start Records for this exercise

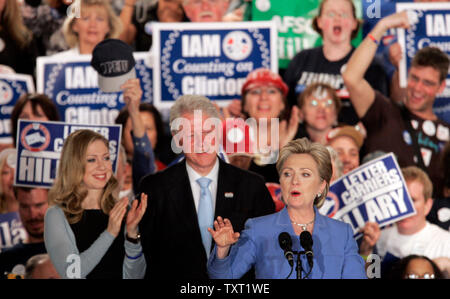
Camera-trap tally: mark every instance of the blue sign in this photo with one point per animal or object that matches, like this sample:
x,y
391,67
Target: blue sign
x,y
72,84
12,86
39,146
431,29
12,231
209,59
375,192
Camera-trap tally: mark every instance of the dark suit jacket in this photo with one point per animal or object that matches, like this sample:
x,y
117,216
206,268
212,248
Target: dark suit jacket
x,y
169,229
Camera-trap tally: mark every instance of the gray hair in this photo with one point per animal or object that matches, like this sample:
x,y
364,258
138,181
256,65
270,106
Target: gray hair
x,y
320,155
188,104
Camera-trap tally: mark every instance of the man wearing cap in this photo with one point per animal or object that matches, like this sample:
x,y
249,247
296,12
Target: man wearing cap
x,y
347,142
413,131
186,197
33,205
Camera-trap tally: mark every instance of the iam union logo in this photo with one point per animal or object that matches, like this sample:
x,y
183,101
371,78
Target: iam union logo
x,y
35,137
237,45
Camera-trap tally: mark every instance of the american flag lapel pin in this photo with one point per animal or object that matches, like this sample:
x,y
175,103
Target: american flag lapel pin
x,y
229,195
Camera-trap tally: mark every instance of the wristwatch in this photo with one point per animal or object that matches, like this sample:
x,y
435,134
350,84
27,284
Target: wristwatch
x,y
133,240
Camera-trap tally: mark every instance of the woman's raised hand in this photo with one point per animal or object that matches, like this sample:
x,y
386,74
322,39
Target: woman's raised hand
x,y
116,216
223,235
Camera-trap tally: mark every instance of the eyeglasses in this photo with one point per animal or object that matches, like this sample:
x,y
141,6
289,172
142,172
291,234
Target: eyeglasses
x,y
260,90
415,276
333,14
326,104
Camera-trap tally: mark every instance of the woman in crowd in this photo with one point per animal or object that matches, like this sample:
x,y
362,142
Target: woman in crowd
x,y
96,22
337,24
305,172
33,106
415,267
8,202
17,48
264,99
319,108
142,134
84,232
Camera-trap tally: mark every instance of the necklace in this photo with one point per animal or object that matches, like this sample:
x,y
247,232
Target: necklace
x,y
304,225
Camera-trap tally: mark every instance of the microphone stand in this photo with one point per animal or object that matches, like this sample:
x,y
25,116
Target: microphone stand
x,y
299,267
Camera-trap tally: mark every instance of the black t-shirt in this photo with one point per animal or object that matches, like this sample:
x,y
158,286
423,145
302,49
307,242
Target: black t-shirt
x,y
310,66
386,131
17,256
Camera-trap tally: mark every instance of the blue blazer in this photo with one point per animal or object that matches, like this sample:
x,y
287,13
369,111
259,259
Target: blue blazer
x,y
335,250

end Records for this exercise
start Records for this exercise

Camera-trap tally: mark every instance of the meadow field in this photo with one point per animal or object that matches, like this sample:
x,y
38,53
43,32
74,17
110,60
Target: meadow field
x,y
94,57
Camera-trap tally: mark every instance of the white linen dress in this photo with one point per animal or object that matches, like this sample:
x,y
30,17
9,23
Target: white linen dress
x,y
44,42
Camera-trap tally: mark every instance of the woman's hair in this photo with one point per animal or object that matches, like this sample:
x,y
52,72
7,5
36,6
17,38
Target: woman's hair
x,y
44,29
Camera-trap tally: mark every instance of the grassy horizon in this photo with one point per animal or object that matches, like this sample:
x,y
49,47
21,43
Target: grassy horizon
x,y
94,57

end Records for this exercise
start Records for this exercise

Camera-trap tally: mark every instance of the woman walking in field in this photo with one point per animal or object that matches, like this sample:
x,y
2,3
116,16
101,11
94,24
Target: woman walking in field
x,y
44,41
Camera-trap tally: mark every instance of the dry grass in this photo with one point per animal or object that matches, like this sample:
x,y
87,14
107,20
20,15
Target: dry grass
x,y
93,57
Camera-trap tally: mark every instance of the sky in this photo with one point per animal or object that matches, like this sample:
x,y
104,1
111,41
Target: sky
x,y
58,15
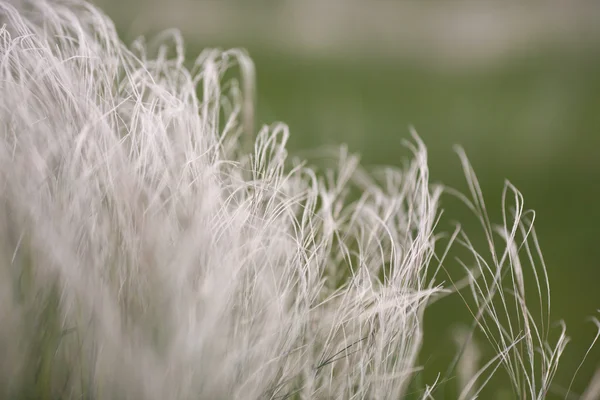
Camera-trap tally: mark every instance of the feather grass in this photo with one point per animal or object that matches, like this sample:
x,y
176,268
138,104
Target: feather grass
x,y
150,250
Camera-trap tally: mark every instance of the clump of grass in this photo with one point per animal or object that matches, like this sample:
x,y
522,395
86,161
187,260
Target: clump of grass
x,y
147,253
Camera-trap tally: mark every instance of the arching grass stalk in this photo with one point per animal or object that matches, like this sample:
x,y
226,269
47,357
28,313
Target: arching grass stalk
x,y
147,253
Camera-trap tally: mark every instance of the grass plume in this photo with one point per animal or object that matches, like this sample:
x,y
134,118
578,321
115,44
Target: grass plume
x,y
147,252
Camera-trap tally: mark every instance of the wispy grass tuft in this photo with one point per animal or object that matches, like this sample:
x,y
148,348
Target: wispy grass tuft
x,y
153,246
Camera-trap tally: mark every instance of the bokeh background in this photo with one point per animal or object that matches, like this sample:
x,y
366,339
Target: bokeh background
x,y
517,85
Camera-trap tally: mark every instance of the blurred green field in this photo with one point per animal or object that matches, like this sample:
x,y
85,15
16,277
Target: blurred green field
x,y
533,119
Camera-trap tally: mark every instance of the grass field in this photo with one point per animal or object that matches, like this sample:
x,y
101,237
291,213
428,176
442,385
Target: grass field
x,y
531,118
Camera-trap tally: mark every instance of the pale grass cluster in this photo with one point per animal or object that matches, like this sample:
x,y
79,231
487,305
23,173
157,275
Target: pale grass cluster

end Records for this exercise

> Task instructions:
Pick out each line of the records that contains the word "white", and copy those lines.

> Task solution:
Camera-trap tally: mark every instance of the white linen dress in this photo with one point per animal or object that matches, like this sample:
Target: white linen dress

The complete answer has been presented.